> _INSTRUCTIONS FOR THE TASK_
Pick up the reflection below on Balthasar and Christ as God's Word, and continue it after its final sentence.

> _QUOTED PASSAGE_
_____
Meanwhile Hans Urs Von Balthasar, a Roman Catholic, was on a similar mission in his tradition, stuck as it was in a stale Neo-Scholasticism. Notice how Barth's influence on him is clear, for in justifying faith, Balthasar appeals to no abstract standards of modern rationality. He insists that faith must be judged by
"its own interior authenticity, as faith in a proposition ('belief that Christ') becomes faith in a person ('believing Christ')Balthasar continues
"(p.137).
"Such a revelation of glory needs no justification but itself: God's Logos is the identity of God's free Word and of God's Resason; and, if the believer cannot at times penetrate the inner reasonableness of the free Word, nevertheless, from the sole fact that it is God speaking, he knows directly that his Word is Reason itself." (p.140).His Word is Reason itself. I've been chewing on that for month, as with only few other things, it just doesn't get old.
Often when Christians, frightened by a relativist world, make claims to "Absolute Truth," they may unwittingly be continuing an unholy alliance with modernity, which claimed a universal standard of reason based on "self-evident" truths. But, if his Word is in fact reason itself, then it follows that Christians can make claims to "Absolute Truth" without being in bed with modernity. Jefferson may have been right, but when push comes to shove his rightness is based not on a planetary Enlightenmnet consensus, but on a basis he would never have assented to: Christ. In fact, if all things were made through him, and if his life is the light of everyone, then ability to make any coherent statement at all is, ultimately, based on Christ. Our words then do have meaning. They have meaning because the Word became flesh.
_____
(Dataset records)
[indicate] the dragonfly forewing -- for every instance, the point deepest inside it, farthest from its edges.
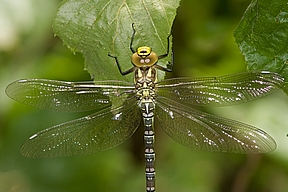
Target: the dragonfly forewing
(202, 131)
(221, 91)
(68, 96)
(96, 132)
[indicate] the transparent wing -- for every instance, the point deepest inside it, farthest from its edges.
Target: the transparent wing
(220, 91)
(67, 96)
(96, 132)
(202, 131)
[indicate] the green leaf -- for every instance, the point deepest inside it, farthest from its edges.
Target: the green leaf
(262, 36)
(98, 27)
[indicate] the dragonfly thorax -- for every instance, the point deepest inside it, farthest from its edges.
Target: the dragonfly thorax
(144, 57)
(145, 79)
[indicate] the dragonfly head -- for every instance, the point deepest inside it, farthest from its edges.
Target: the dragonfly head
(144, 57)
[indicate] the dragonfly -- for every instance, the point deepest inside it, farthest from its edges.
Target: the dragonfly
(120, 106)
_____
> _ANSWER TO THIS PROBLEM_
Lest the wind suddenly change, caution should always be employed when relating Christianity to reigning scientific theories. Nevertheless a comment on Einstein might here be helpful. His theory of relativity is often taken to support "relativism," But his theory was that all things are relative to the unchanging constant of the speed of light. In my reading of Einstein, which was revolutionized here, he was staggered not by how confusing and random the Universe was - he was staggered by the fact that the Universe is intelligible. That is what he meant when he said famously that "God does not play dice." In turn, a Christian realizes that the Universe is so intelligible because Christ, who is intelligibility itself, made it so; and then made humanity capable of discerning the patterns. (Or at least some of us - personally, physics has never been my best subject.)
That may seem like quite a claim to make, but Christian claims have never been small, no matter how moderns may have tried to tailor them.
Barth and Balthasar (and Diogenes Allen for that matter) are all post-foundational thinkers who have absolutely no dependence upon "modern" epistemology, but manage nevertheless to speak "as one with authority" in regard to the Gospel. So if asked "Why should I go to church?" a postmodern Christian can continue to answer as the Church has always answered, "Because Christianity's true," without having to appeal to anything essentially modern.